To-do list
• a. Please quote the part of the piece on grocery dynamic pricing that opens with the words containing "Just as Uber" and closes with "do the work.".
• b. Extend the piece on grocery dynamic pricing, picking up after its final sentence.

Page
※ ※ ※
Bagley’s experience is of a piece with the broader trend in retail toward automation and other technological shortcuts.

Technology was supposed to make life better for all of us, not just the rich.

Representative Rashida Tlaib of Michigan and 13 colleagues wrote to the CEO of the supermarket behemoth Kroger in November about electronic price tags (often called electronic shelf labels or ESLs). These digital displays allow companies to change prices automatically from a mobile app. Tlaib warned that this so-called “dynamic pricing” permits retailers to adjust prices based on their whims.

This is not much different from when gas stations switched to digital signs, though. Used to be, if you owned a gas station and wanted to change the prices on the sign, you'd have to go out and climb up on a ladder. Or, rather, make your hard-working minimum-wage employee do it. Then you'd have to change the price on each pump. Now? The whole thing's automated, and the hard-working minimum-wage employee can do it from a terminal or something, without leaving the checkout desk. And they (the owners, not the wage slaves) can do it on a whim.

The difference is, everyone needs food.

Just as Uber raises prices during storms or rush hour, retailers like Kroger use ESLs to adjust prices based on factors like time of day or the weather.

"Snow tomorrow! Double the prices on bread and milk!"

“My concern is that these tools will be abused in the pursuit of profit, surging prices on essential goods in areas with fewer and fewer grocery stores,” Tlaib wrote.

Though, despite my worker-centric position, I'm not opposed to profit. I just want more of it to go to the people who actually do the work.
※ ※ ※
Information given

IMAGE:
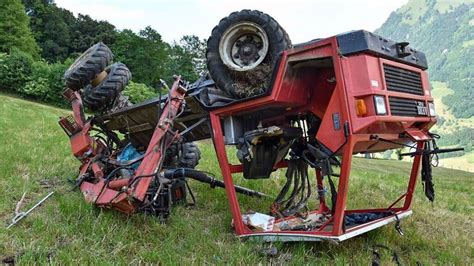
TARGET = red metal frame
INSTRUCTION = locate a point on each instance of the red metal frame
(121, 194)
(323, 91)
(353, 76)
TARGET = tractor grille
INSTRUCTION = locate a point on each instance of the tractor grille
(407, 107)
(401, 80)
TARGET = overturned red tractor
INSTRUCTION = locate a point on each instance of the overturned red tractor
(311, 105)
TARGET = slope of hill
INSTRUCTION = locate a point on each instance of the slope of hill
(36, 159)
(444, 30)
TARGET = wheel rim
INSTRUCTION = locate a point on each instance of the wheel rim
(243, 46)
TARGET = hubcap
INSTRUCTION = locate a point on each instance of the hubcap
(243, 46)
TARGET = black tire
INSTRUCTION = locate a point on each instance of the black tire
(87, 66)
(186, 155)
(102, 96)
(255, 81)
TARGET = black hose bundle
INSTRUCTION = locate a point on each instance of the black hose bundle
(297, 174)
(426, 172)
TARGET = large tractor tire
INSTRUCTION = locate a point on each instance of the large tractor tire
(102, 96)
(243, 50)
(88, 66)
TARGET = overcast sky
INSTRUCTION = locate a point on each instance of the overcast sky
(303, 19)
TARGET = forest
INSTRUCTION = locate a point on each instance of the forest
(39, 40)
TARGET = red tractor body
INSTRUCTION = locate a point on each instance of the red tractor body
(352, 93)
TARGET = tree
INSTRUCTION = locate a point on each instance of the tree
(145, 54)
(14, 28)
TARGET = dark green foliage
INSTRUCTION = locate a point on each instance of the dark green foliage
(60, 34)
(38, 80)
(145, 54)
(14, 28)
(15, 70)
(62, 37)
(446, 36)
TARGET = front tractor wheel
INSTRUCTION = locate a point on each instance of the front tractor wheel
(103, 95)
(88, 66)
(243, 50)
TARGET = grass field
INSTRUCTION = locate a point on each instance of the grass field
(466, 161)
(35, 158)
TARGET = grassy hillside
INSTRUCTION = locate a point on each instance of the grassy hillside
(35, 158)
(444, 30)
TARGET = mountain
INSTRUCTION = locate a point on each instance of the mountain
(444, 30)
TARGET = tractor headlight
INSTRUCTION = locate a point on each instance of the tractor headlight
(432, 110)
(380, 107)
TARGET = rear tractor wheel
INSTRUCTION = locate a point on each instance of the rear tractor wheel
(243, 50)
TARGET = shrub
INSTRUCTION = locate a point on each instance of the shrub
(32, 79)
(15, 70)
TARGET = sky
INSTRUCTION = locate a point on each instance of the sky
(304, 20)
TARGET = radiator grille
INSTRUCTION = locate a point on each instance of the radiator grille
(401, 80)
(407, 107)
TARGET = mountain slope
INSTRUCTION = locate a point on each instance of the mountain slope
(444, 30)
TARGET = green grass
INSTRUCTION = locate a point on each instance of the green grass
(35, 157)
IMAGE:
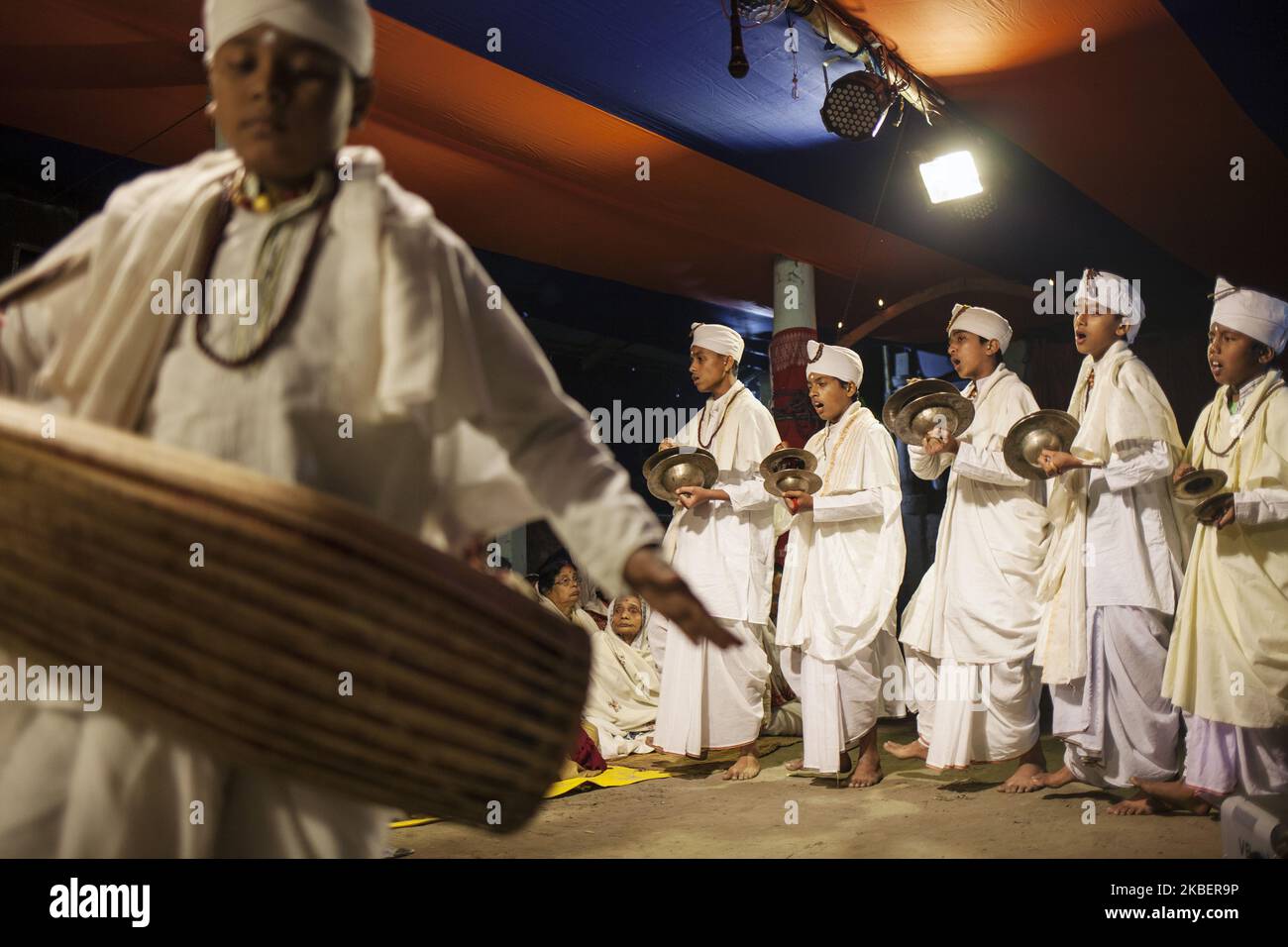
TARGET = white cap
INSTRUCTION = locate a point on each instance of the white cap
(719, 339)
(1111, 292)
(986, 322)
(342, 26)
(1253, 313)
(833, 360)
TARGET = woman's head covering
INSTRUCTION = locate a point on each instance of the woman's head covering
(640, 641)
(342, 26)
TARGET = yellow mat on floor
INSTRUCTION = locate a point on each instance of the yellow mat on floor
(613, 776)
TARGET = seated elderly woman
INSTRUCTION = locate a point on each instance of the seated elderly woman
(559, 586)
(623, 681)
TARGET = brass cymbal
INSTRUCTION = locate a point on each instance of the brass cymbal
(1210, 510)
(919, 416)
(681, 467)
(1199, 484)
(787, 459)
(1028, 437)
(913, 389)
(784, 480)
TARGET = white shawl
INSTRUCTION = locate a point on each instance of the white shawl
(1127, 407)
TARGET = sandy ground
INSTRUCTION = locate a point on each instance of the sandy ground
(913, 813)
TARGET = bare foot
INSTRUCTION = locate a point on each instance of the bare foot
(798, 764)
(1060, 777)
(1031, 764)
(907, 751)
(867, 771)
(747, 766)
(1172, 795)
(1138, 804)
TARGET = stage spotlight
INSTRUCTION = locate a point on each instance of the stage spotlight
(951, 176)
(855, 105)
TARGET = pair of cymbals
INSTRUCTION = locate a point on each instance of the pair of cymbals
(1212, 509)
(1207, 488)
(927, 407)
(679, 467)
(1198, 486)
(915, 388)
(1028, 437)
(791, 470)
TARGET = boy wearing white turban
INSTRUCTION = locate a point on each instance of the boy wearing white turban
(1228, 665)
(364, 294)
(973, 624)
(721, 541)
(1116, 561)
(845, 556)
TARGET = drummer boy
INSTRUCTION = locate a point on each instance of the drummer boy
(1116, 561)
(1228, 664)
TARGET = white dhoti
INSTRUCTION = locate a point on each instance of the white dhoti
(712, 698)
(1115, 720)
(975, 712)
(842, 699)
(81, 785)
(1222, 759)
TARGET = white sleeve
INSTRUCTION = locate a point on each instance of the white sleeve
(927, 468)
(494, 376)
(1263, 505)
(750, 493)
(838, 508)
(1145, 463)
(990, 467)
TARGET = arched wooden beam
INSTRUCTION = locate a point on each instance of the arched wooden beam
(961, 285)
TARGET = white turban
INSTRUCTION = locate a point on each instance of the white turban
(833, 360)
(720, 339)
(342, 26)
(1253, 313)
(986, 322)
(1116, 294)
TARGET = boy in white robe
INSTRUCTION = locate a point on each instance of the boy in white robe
(1117, 556)
(722, 544)
(369, 307)
(845, 552)
(1228, 664)
(973, 624)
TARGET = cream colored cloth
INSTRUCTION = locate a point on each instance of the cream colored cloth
(446, 447)
(712, 698)
(441, 446)
(845, 557)
(1229, 656)
(842, 699)
(342, 26)
(975, 712)
(724, 549)
(978, 600)
(1127, 408)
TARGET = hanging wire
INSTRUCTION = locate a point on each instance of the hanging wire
(121, 158)
(872, 227)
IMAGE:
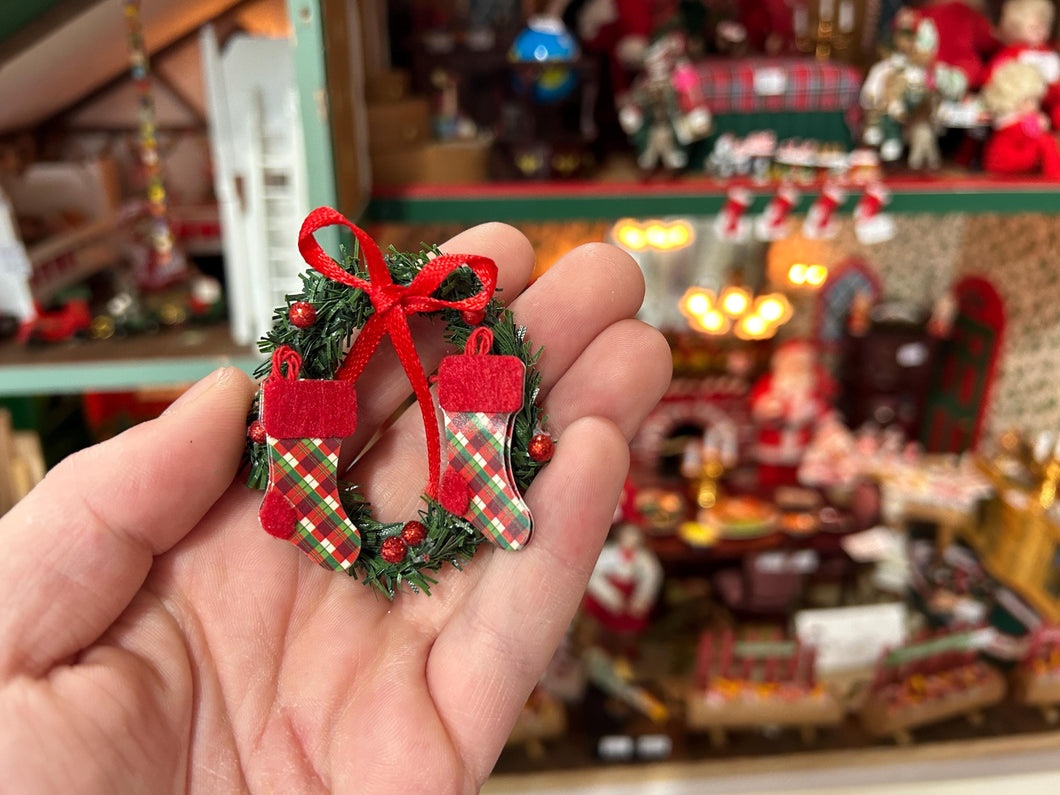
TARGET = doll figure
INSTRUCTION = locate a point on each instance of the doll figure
(624, 583)
(901, 93)
(1021, 141)
(658, 113)
(1025, 28)
(967, 40)
(787, 405)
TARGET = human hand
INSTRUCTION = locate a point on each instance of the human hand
(153, 637)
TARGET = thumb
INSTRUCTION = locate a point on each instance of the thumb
(78, 546)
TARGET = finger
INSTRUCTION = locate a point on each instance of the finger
(585, 292)
(489, 656)
(78, 547)
(564, 312)
(386, 385)
(620, 376)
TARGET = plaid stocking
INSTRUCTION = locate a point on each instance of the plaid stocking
(305, 422)
(479, 395)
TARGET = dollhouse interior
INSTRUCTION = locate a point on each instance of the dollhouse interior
(840, 530)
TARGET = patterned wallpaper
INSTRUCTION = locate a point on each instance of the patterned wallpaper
(1020, 254)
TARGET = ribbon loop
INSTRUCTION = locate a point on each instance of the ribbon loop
(392, 304)
(285, 355)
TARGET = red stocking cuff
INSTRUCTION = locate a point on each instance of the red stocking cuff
(479, 382)
(308, 409)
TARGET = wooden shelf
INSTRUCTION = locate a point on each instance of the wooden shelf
(115, 365)
(612, 198)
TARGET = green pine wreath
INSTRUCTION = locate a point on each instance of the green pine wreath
(340, 312)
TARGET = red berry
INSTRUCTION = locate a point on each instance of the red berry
(413, 533)
(302, 314)
(541, 447)
(473, 317)
(393, 549)
(257, 431)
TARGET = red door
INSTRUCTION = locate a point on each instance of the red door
(960, 389)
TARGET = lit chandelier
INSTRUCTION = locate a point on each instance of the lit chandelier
(735, 308)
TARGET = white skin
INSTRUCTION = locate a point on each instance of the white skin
(154, 638)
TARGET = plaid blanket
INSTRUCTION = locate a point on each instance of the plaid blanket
(760, 84)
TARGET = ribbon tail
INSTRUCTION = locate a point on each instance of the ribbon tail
(363, 349)
(401, 336)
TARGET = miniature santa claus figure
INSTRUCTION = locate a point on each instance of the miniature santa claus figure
(1021, 141)
(624, 583)
(1025, 28)
(787, 406)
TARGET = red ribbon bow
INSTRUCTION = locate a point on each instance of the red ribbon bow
(393, 303)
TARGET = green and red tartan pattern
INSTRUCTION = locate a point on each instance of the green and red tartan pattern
(479, 445)
(303, 471)
(727, 86)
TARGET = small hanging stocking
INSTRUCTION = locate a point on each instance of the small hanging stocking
(479, 394)
(305, 422)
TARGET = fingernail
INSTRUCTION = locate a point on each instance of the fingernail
(198, 388)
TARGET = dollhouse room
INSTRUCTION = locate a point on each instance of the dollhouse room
(835, 560)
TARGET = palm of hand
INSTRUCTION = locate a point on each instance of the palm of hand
(152, 637)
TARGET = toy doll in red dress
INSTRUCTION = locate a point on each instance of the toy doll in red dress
(624, 583)
(1022, 141)
(1025, 28)
(787, 406)
(770, 24)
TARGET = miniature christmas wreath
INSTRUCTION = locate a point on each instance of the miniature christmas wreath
(307, 405)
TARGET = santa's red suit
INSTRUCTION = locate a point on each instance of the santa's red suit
(622, 587)
(787, 414)
(966, 38)
(1021, 144)
(1046, 60)
(618, 28)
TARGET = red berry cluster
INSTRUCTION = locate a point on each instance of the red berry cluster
(302, 314)
(394, 548)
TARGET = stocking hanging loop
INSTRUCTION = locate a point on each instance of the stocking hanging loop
(392, 304)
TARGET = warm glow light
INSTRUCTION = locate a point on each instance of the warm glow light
(656, 234)
(754, 327)
(774, 308)
(815, 275)
(712, 322)
(695, 302)
(630, 234)
(681, 234)
(735, 301)
(755, 324)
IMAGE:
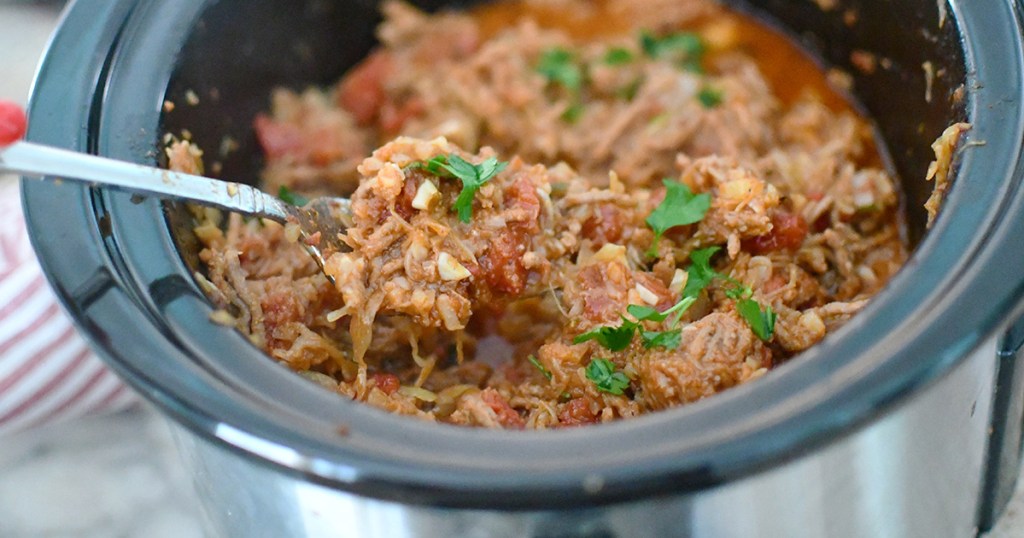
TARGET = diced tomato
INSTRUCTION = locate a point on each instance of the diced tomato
(386, 382)
(787, 233)
(605, 225)
(12, 123)
(276, 138)
(361, 91)
(506, 415)
(502, 265)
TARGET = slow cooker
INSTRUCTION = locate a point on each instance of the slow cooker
(905, 423)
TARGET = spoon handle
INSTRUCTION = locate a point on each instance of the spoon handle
(54, 164)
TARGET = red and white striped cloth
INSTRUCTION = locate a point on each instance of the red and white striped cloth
(47, 372)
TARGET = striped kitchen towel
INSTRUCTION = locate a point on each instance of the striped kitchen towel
(47, 371)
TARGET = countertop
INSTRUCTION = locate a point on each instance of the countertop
(118, 476)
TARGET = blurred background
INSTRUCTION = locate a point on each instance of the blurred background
(115, 474)
(112, 474)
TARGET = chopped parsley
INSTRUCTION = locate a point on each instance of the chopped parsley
(572, 114)
(761, 320)
(629, 91)
(684, 48)
(619, 338)
(644, 314)
(617, 56)
(560, 67)
(434, 165)
(612, 338)
(710, 97)
(290, 197)
(679, 207)
(472, 176)
(532, 360)
(602, 373)
(699, 275)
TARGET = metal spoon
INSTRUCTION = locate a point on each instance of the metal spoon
(321, 221)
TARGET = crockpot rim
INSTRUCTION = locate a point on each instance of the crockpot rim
(322, 462)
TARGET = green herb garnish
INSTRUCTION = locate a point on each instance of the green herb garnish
(617, 56)
(560, 67)
(761, 320)
(629, 91)
(572, 114)
(602, 373)
(699, 275)
(434, 165)
(532, 360)
(710, 97)
(613, 338)
(290, 197)
(684, 48)
(679, 207)
(472, 176)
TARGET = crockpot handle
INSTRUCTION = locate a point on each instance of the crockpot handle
(1007, 427)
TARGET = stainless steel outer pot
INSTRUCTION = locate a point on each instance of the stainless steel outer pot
(907, 422)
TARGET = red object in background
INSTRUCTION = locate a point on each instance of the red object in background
(47, 372)
(12, 123)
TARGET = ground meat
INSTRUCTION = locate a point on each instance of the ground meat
(551, 305)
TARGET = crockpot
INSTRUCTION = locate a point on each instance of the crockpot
(906, 422)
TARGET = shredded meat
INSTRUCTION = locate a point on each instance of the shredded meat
(497, 321)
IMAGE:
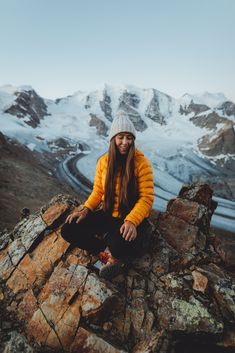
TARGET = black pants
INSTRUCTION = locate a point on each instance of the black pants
(100, 230)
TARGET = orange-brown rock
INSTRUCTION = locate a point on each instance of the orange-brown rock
(200, 281)
(63, 305)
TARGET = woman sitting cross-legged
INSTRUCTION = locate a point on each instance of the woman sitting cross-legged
(124, 186)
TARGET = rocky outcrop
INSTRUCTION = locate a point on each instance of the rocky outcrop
(193, 108)
(28, 106)
(105, 106)
(182, 287)
(220, 145)
(209, 121)
(228, 108)
(100, 126)
(129, 103)
(153, 110)
(223, 142)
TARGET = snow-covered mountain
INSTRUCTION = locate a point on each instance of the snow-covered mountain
(175, 135)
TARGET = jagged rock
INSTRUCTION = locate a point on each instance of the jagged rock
(193, 108)
(28, 106)
(209, 121)
(17, 343)
(221, 143)
(101, 128)
(225, 247)
(128, 103)
(200, 281)
(153, 110)
(227, 108)
(105, 106)
(176, 287)
(220, 147)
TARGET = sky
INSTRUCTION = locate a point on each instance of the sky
(63, 46)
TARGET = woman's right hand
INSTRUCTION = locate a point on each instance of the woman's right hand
(77, 214)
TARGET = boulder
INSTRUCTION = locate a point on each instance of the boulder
(178, 289)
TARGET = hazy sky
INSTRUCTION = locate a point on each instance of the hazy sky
(175, 46)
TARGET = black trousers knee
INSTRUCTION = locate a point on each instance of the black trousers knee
(100, 230)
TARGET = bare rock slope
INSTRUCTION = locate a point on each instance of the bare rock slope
(182, 287)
※ ※ ※
Answer list
• a.
Just as Uber raises prices during storms or rush hour, retailers like Kroger use ESLs to adjust prices based on factors like time of day or the weather.

"Snow tomorrow! Double the prices on bread and milk!"

“My concern is that these tools will be abused in the pursuit of profit, surging prices on essential goods in areas with fewer and fewer grocery stores,” Tlaib wrote.

Though, despite my worker-centric position, I'm not opposed to profit. I just want more of it to go to the people who actually do the work.

• b.
Warren and Casey also voiced concern about Kroger’s partnership with Microsoft to install facial-recognition technology in stores, which could be used to identify individual customers: When a shopper approaches the shelf, she would see a price calibrated specifically for her.

Leaving aside for a moment the huge gap between "could be" and "is," this is a very good reason to continue, or resume, wearing masks in grocery stores and other places with cameras.

Retailers could use shopper data to charge higher prices to those who can afford to pay more, but since stores do not have to disclose who is making pricing decisions or why, the senators worry that shoppers on a budget are particularly vulnerable.

There's a giant logical hole in their reasoning here. Unless the store also switches to the scan-as-you-go system, which some have tried but is even more prone to customer abuse than self-checkout, how do they coordinate the price on the shelves with the price that the individual customer pays at checkout? Say, for example, they set the price of a can of tuna at $1.49 for me and $1.99 for the next person. That's bad, sure, but then we go up to the checkout and, what, more facial recognition software at the cashier? That seems like a lot of computing power, and computers are known to break down at the slightest fart.

This, of course, is not the same thing as surge pricing, which, as I've noted before, few have a problem with if the perspective is turned around: "We charge less for drinks during Happy Hour" is more palatable than "We charge more for drinks after 7pm," though the result is the same.

Walmart plans to install the tags in 2,300 stores by 2026. The nation’s largest retailer emphasized the benefit to shoppers: “This efficiency means we can spend more time assisting customers.”

No. This efficiency means we can hire fewer "associates," thus increasing the bottom line by the difference between the amortized cost of the system, plus any ongoing maintenance, and the wages they're no longer paying.

The experiences of workers cast doubt on such claims. I spoke to William Knight, a 10-year veteran of the grocery industry who spends their off hours crafting cyberpunk stories inspired by the novel Neuromancer. (Knight’s latest is a dystopian tale about an America ruled by just three corporations.)

I gotta say, I love the little personal bios here. I'm including this one because it's writing-related.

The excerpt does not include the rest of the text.